* Work instruction
How many lines in the records below include "wood"? Answer with the number only.

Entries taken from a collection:
------------------------------------------------------------
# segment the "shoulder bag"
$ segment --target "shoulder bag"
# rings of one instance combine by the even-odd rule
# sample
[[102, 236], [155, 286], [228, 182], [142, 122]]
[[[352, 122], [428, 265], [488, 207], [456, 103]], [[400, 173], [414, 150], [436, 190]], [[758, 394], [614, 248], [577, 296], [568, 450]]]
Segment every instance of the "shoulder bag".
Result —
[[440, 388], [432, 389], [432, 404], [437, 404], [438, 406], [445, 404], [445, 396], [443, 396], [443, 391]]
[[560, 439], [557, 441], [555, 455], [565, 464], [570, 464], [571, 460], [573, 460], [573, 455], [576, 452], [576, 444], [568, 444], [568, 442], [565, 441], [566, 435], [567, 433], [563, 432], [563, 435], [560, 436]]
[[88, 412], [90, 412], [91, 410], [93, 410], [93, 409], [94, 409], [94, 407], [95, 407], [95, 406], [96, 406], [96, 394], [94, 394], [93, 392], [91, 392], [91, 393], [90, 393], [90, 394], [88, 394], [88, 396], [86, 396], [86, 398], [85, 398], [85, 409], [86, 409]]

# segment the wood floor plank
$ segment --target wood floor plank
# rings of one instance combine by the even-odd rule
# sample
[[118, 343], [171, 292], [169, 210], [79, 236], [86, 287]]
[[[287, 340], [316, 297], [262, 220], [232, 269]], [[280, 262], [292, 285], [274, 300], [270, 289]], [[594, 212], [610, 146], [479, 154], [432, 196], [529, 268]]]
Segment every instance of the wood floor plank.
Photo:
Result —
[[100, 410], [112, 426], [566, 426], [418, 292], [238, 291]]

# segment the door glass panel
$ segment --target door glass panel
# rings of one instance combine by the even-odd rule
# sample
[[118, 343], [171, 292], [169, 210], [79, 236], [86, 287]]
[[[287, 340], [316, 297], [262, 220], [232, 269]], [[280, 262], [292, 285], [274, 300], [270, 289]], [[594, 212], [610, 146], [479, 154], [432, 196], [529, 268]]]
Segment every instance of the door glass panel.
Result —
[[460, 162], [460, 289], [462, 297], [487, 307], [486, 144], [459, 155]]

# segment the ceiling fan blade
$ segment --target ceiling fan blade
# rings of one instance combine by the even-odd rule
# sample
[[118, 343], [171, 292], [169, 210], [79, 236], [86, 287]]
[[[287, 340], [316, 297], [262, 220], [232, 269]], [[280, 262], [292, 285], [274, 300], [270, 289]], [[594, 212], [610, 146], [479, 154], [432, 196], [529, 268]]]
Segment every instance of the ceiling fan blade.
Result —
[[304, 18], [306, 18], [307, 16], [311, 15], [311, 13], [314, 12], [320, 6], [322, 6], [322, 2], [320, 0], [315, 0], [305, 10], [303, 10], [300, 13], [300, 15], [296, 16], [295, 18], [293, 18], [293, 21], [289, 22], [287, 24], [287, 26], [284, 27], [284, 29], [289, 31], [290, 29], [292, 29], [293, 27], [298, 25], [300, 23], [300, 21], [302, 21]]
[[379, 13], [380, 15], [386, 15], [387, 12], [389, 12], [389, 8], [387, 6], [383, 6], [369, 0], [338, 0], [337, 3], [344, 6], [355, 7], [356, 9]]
------------------------------------------------------------
* Written solution
3